PROBLEM | The listing below must be repeated word for word, with its images excluded.

EXTRACTED DATA |
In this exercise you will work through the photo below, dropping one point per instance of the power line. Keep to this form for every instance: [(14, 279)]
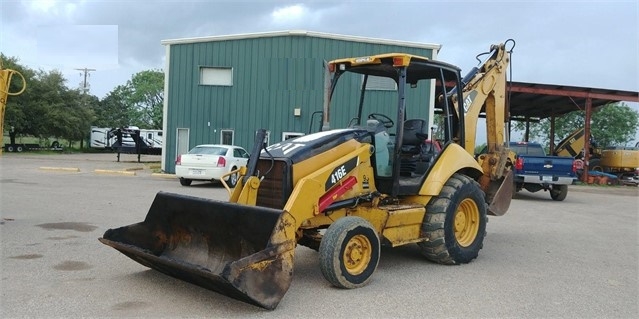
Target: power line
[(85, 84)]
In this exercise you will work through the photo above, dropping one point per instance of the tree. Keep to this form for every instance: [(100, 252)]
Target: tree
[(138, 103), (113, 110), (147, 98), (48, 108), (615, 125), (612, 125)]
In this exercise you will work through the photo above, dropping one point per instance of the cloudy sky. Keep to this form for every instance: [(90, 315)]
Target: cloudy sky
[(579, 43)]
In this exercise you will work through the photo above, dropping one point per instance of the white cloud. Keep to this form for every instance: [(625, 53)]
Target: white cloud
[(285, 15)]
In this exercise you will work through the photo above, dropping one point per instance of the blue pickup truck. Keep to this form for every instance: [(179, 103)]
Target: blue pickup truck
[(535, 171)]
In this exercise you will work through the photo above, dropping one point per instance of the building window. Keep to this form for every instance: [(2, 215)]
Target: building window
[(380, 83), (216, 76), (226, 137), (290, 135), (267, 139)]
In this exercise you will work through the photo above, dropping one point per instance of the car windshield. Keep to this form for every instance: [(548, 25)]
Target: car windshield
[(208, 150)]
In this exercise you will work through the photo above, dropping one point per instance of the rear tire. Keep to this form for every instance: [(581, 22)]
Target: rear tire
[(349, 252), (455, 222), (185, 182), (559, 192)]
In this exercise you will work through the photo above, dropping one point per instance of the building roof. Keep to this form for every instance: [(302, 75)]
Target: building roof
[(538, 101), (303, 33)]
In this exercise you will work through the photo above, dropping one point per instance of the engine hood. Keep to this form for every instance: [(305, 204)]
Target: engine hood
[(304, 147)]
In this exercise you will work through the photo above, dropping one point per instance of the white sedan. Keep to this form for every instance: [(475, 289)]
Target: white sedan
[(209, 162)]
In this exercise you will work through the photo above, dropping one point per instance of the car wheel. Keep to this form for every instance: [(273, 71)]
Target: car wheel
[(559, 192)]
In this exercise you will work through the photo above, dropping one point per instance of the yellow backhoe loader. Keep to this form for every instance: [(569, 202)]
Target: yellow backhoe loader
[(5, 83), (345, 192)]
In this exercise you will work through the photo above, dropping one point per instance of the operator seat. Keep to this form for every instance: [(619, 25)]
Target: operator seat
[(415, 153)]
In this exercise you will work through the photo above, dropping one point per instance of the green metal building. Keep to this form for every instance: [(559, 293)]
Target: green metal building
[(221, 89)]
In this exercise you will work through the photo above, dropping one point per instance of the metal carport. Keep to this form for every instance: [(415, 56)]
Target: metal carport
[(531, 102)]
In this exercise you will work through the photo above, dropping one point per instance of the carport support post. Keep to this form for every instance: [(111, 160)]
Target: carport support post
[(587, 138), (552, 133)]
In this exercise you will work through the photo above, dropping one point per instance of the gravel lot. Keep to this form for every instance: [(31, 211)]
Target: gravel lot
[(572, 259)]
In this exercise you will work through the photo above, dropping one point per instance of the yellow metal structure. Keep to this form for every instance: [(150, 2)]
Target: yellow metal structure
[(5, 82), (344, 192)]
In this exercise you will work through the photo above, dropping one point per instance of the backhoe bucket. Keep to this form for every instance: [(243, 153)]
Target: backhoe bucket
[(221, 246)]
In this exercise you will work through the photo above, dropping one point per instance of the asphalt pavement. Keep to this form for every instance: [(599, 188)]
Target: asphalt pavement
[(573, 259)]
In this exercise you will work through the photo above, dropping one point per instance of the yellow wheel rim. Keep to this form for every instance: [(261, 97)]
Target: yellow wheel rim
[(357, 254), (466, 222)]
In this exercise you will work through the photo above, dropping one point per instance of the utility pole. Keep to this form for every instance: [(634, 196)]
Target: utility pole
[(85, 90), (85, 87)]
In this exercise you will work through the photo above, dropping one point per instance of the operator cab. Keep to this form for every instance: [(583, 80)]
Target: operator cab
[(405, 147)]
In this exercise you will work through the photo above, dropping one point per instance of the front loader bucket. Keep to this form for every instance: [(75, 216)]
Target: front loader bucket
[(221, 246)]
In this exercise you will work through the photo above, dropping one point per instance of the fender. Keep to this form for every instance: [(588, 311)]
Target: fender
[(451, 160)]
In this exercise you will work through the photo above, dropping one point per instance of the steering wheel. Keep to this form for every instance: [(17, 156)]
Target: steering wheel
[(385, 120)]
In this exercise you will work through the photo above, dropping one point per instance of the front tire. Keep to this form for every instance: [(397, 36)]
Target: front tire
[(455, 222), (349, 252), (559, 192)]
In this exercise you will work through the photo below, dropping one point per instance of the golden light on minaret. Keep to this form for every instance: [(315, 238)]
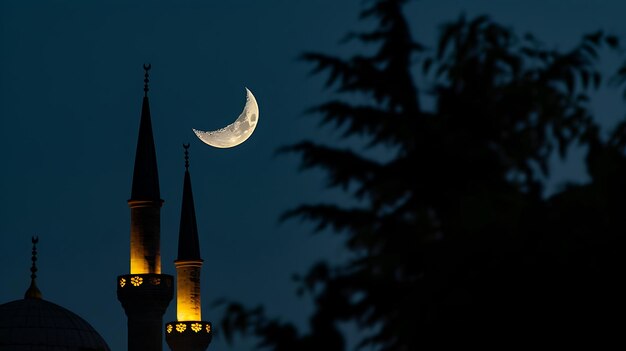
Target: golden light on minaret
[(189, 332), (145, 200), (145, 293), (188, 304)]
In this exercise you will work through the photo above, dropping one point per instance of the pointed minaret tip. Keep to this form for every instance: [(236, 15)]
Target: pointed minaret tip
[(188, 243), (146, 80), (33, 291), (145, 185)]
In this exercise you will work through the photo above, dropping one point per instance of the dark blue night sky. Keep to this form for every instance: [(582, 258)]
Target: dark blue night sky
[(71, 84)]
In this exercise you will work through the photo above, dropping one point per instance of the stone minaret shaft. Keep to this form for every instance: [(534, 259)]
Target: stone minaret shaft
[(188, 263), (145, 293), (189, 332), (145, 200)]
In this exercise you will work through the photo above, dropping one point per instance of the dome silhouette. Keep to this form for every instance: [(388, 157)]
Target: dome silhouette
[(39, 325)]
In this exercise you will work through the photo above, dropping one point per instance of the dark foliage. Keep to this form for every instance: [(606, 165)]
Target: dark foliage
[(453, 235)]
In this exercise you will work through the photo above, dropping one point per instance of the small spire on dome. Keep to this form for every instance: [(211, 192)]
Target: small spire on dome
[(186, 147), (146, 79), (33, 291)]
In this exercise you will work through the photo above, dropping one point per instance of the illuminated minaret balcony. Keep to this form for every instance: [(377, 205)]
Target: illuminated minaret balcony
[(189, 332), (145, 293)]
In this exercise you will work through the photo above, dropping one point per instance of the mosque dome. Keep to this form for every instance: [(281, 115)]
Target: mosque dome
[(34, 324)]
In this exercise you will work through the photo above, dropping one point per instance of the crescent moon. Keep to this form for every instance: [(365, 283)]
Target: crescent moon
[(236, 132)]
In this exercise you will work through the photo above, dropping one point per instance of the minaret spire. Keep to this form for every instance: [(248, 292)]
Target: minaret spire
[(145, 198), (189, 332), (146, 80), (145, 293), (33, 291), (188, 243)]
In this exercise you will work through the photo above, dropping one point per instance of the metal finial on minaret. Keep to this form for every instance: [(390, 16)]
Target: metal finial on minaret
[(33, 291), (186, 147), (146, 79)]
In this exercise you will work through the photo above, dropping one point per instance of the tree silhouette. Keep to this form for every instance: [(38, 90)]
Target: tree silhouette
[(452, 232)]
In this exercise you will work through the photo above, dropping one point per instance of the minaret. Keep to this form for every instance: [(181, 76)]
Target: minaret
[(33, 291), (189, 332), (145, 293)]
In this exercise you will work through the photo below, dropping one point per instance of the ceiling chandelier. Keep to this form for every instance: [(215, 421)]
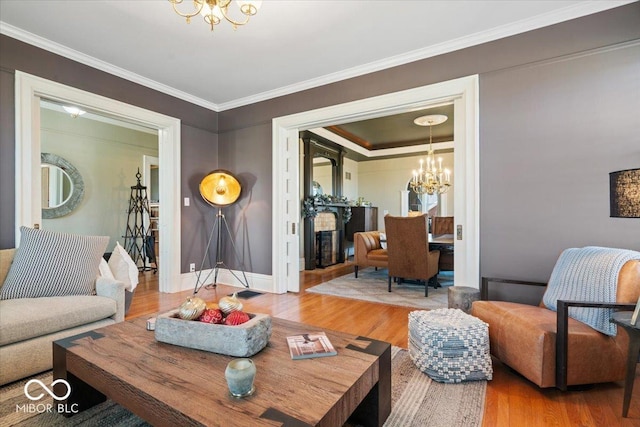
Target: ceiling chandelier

RESPONSE |
In this exercise you will work through the photo below, dropping one point per instance of the power line. Keep to this form for every instance: [(14, 279)]
Target: power line
[(85, 84)]
In this exercise you will work through the photo above, dropping one point per instance of the tree. Keep to this form for every instance: [(100, 252)]
Target: tree
[(138, 103), (113, 110), (147, 98), (48, 108), (615, 125), (612, 125)]
In this exercise you will work through the photo above, dropping one point per instance of the cloudy sky. Keep to this form for every instance: [(90, 315)]
Target: cloudy sky
[(579, 43)]
In this exercise you will work through the photo above, dropping one point per instance of the white cloud. Keep to this form for every instance: [(625, 53)]
Target: white cloud
[(285, 15)]
In this exercise you will work through the photo above, dropping one point per instance of the blue pickup truck. Keep to this form for every instance: [(179, 103)]
Target: blue pickup truck
[(535, 171)]
In this exercise you will work through the photo above, dropping one point per instance of the building window. Keep to this form for every instance: [(2, 215)]
Target: building window
[(380, 83), (216, 76), (226, 137), (290, 135), (267, 139)]
In this exercise you will work through the photo above, dropping one point per instance of the car windshield. Keep to this form for every instance: [(548, 25)]
Target: car windshield
[(208, 150)]
In this exercise you will work through the photo above, dropping one point per instance of the rear tire. Keep to this form for every instance: [(581, 22)]
Target: rear tire
[(349, 252), (455, 222), (185, 182), (559, 192)]
In this exercise you will work through the photo above, dropping one point per instance of the building roof. Keep to this form for every instance: [(302, 75)]
Target: building roof
[(538, 101), (303, 33)]
In this exercise you will work through the photo above, dropping one point per instance of the engine hood. Keep to this form for every instance: [(305, 204)]
Target: engine hood
[(304, 147)]
In this exercise you will work through the photo above, dropping one point per instance of the white sedan. Keep to this form for every instance: [(475, 289)]
Target: white sedan
[(209, 162)]
In this exercise you will work through the photo above, dropping one point per instance of the car wheel. Keep to this form for every instance: [(273, 71)]
Target: car wheel
[(559, 192)]
In this exercise you will work through the photo above, dropping one point per instance of the yellow backhoe loader. Keep to this form for every instance: [(569, 202)]
Target: yellow backhoe loader
[(5, 83), (345, 192)]
In this exercise you will work through the photo above, dropping one point per instance of the operator seat. Keep to this form for every instance: [(619, 25)]
Target: operator seat
[(415, 153)]
In this exercise you will work through the photo above, dropping one point per instance of the green metal building. Keep to this form for every instance: [(559, 293)]
Target: green metal building
[(221, 89)]
In this exercise you will work through the photo above, dropping one point per instance of the metal carport. Keep to this form for every instance: [(415, 56)]
Target: metal carport
[(531, 102)]
In this exercise you will work through the photo above, dropping one point per instance of the carport support post. Keep to this form for every instance: [(111, 160)]
Target: carport support post
[(587, 138), (552, 133)]
In this exercise you will work through the photo above, dropping one point per instance of the gravel lot. Keep to this form for every instance: [(31, 211)]
Target: gravel lot
[(572, 259)]
In this exercise you will work through the photo above, dropping one point per instance of the yellow metal structure. Keep to this form for every instance: [(150, 2)]
Target: yellow metal structure
[(5, 82), (344, 192)]
In this exercise you will work through the photo above, dropping one point per instance of the backhoe bucket. Keep to this form for every instance: [(243, 153)]
Target: backhoe bucket
[(221, 246)]
In this exercise you will work through the photo above, dropping one point per instance of the asphalt pavement. Keep to this form for every instance: [(599, 188)]
Target: asphalt pavement
[(573, 259)]
In this exercise you will work through the photo above, dropping one point per instance of the yellow wheel rim. Keep to this form for every instance: [(261, 97)]
Target: yellow wheel rim
[(357, 254), (466, 222)]
In this exercise you will work through the photo above, dropping one point per instance of the utility pole. Keep to this form for every instance: [(634, 196)]
Target: utility pole
[(85, 90), (85, 87)]
In this exercise you will work through the photo above, dropping one point per instance of the operator cab. Keep to this form for every instance: [(583, 80)]
Target: operator cab
[(405, 147)]
In this exercise you will work through the photo above, dropping one point per instance of the front loader bucket. Keep to this form for every instance: [(75, 216)]
Target: front loader bucket
[(221, 246)]
In this exercise you will work through the photo above, dropping one point per instance of the fender. Keep to this form for every instance: [(588, 311)]
Target: fender
[(451, 160)]
In this exercise you will work through the photo above, dropping one point per instance of the steering wheel. Keep to this form for every instance: [(17, 156)]
Target: steering wheel
[(385, 120)]
In this exercise you will work through the photo above, dropping one point per instance of the front tire. Keep to this form for every instance: [(397, 36)]
Target: front tire
[(455, 222), (349, 252), (559, 192)]
In this exercise you will work through the photo below, dropping one point per instance of the golden light on minaret. Keep to this form for every instance: [(315, 238)]
Target: golden light on minaret
[(189, 332), (145, 200), (145, 293), (188, 304)]
In this exercise you will work through the photo above, dropping one point per instance of the pointed minaret tip. Keep to this form for every instance: [(236, 15)]
Target: pointed minaret tip
[(188, 243), (146, 80), (33, 291), (145, 185)]
In this exercise you will work through the photo above, dropping one point per instance of the dark blue night sky. Keep to this form for every instance: [(582, 258)]
Target: dark blue night sky
[(71, 84)]
In this exercise you will work through the photo above, dropping one point per instance of the stone minaret shaft. Keep to this form for every instance: [(534, 259)]
Target: stone minaret shaft
[(188, 263), (145, 293), (189, 332), (145, 200)]
In this exercise you will work through the photo above, dropping one point per instance of the dome silhouette. Keep to this form for every instance: [(388, 157)]
Target: dome silhouette
[(39, 325)]
In this exercise you will work through the photo above, dropping one point per instance of the dark foliage. Keep to this form for every instance: [(606, 165)]
Target: dark foliage
[(453, 235)]
In this exercise you will work through the photo above, dropping one point per instance of the small spire on dome. Keep to this form for every instance: [(211, 192)]
Target: small spire on dome
[(186, 147), (146, 79), (33, 291)]
In this exercise you will work through the photo above, dropping one point per instance of the illuminated minaret balcony. Keep to this form for every instance: [(377, 205)]
Target: illuminated minaret balcony
[(189, 332), (145, 293)]
In this exercise you will work through the photo above, dropping one point per instance of the mosque dome. Keep to this form for every instance: [(281, 115)]
Target: mosque dome
[(34, 324)]
In this exercise you will work through the photo above, dropping one point per instance of the crescent moon. Keep to this form for every instance: [(365, 283)]
Target: crescent moon
[(236, 132)]
In this exercise you will work through the photo above, dropping one point per instance of the minaret spire. Keep to this form for every instance: [(248, 292)]
Target: minaret spire
[(145, 198), (189, 332), (146, 80), (145, 293), (33, 291), (188, 243)]
In this exercise you will work through the photo above, dropping one point per instance of the metal finial on minaret. Keep to this form for every instance: [(390, 16)]
Target: metal finial on minaret
[(33, 291), (186, 147), (146, 79)]
In this exercise you will work through the photo above, dropping one point per instance of the tree silhouette. Keep to this form for every instance: [(38, 90)]
Target: tree silhouette
[(452, 232)]
In this exercise you will work through the photo above, dropping one point per instance of the minaret. Keep to this form for every instance: [(181, 76)]
Target: minaret
[(33, 291), (189, 332), (145, 293)]
In this exercise you will work through the photo below, dropping one point per instance of the ceiling chandelier. Keep to this form for every instance: [(215, 421)]
Target: ceiling chandelier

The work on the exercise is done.